SELECTION —
--- Start ---

ALIGNING WITH CORPORATE STRATEGY


company's strategy is the plan of action it uses to allocate resources in order to achieve its long-term goals.

Your organization's corporate strategy is of central importance to a new project. You need to ensure that your proposed project does not go against the company's overall strategic direction.

Mismatches between corporate and project strategies are a major cause of project failure.

All companies have a strategy, whether it is explicit or implicit. Some organizations devote a lot of resources to formulating their strategy in written form, while others simply act out their strategy and do not articulate it.

A company's strategy integrates the company's major goals, policies, and actions into a coherent whole.

A strategy responds to the needs of an organization in terms of its

resources

A well-formed strategy helps to allocate an organization's resources to its advantage, taking into account the organization's competencies and shortcomings, anticipated changes in the business environment, and competitive activity.

external concerns

Strategic decisions are primarily concerned with external, rather than internal, issues. Most importantly, strategic decisions need to address and influence what the company produces and the markets to which it will sell.

The Managec Group, a retailer of electronic components, has a very customer-focused corporate strategy.

The company deals with only high-quality manufacturers that offer complementary product lines. This enables Managec to offer customers both variety and consistency in the components they purchase.

Managec aims to accomplish customer and revenue growth by increasing sales volume on particular product lines. A key part of Managec strategy is its sales team, who provide product expertise and a comprehensive customer-support service.

--- End ---

GOAL —
List everything that the corporate strategy passage says a company's strategy integrates into a coherent whole. The entries have no connection to the corporate strategy passage.

Entries drawn from a collection
--- Start ---

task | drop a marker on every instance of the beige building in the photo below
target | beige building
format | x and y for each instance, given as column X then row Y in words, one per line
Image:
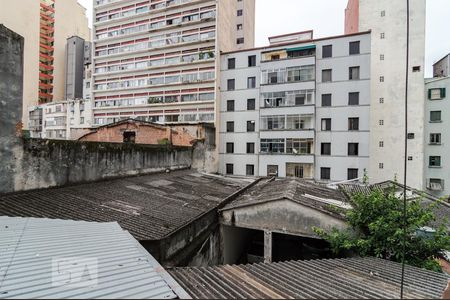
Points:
column 45, row 26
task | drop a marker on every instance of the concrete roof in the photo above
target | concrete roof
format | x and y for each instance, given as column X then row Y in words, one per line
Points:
column 339, row 278
column 149, row 207
column 304, row 192
column 43, row 258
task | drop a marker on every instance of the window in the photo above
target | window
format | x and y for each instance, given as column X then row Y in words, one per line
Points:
column 353, row 73
column 353, row 149
column 251, row 104
column 354, row 48
column 435, row 161
column 353, row 123
column 435, row 138
column 325, row 173
column 231, row 63
column 326, row 100
column 231, row 84
column 250, row 148
column 230, row 105
column 352, row 174
column 230, row 148
column 435, row 116
column 250, row 126
column 252, row 61
column 251, row 82
column 327, row 75
column 325, row 149
column 327, row 51
column 230, row 126
column 436, row 94
column 230, row 169
column 250, row 170
column 326, row 124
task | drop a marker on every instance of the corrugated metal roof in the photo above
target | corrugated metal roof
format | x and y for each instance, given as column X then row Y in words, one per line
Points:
column 337, row 278
column 33, row 250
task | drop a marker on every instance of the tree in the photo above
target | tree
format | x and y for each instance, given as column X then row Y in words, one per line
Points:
column 376, row 229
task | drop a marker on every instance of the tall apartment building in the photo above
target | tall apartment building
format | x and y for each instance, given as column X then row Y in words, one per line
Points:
column 387, row 21
column 437, row 134
column 299, row 107
column 156, row 60
column 45, row 26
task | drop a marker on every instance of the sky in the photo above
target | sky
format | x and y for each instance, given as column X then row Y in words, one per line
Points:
column 326, row 18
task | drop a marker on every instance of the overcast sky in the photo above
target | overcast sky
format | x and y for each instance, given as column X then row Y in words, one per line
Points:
column 326, row 18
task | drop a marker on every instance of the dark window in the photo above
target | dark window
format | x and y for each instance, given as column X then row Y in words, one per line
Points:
column 231, row 84
column 326, row 100
column 252, row 61
column 250, row 148
column 230, row 169
column 327, row 51
column 230, row 126
column 325, row 148
column 353, row 123
column 250, row 170
column 251, row 104
column 353, row 149
column 435, row 161
column 230, row 105
column 230, row 148
column 326, row 124
column 129, row 137
column 325, row 173
column 250, row 126
column 231, row 63
column 352, row 174
column 354, row 48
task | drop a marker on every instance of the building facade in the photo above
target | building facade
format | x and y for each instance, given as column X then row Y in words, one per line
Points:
column 387, row 22
column 156, row 61
column 45, row 26
column 297, row 108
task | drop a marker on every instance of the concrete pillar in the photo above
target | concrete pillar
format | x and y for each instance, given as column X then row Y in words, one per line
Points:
column 267, row 246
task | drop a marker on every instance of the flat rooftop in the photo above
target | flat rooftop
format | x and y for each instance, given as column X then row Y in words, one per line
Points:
column 150, row 207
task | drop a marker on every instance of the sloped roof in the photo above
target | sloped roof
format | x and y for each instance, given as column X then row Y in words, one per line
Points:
column 37, row 258
column 352, row 278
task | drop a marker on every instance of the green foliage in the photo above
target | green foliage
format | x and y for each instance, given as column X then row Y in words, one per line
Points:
column 376, row 229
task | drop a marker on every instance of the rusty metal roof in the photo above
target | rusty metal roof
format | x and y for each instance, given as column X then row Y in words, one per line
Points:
column 336, row 278
column 56, row 259
column 149, row 207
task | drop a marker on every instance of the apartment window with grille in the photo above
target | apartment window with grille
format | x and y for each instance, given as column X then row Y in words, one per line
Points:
column 230, row 126
column 230, row 148
column 231, row 63
column 251, row 104
column 353, row 73
column 327, row 51
column 325, row 173
column 352, row 174
column 230, row 169
column 435, row 138
column 354, row 48
column 435, row 161
column 326, row 124
column 326, row 100
column 325, row 149
column 353, row 98
column 353, row 124
column 250, row 148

--- End ---

SOLUTION TO THIS TASK —
The company's major goals, policies, and actions.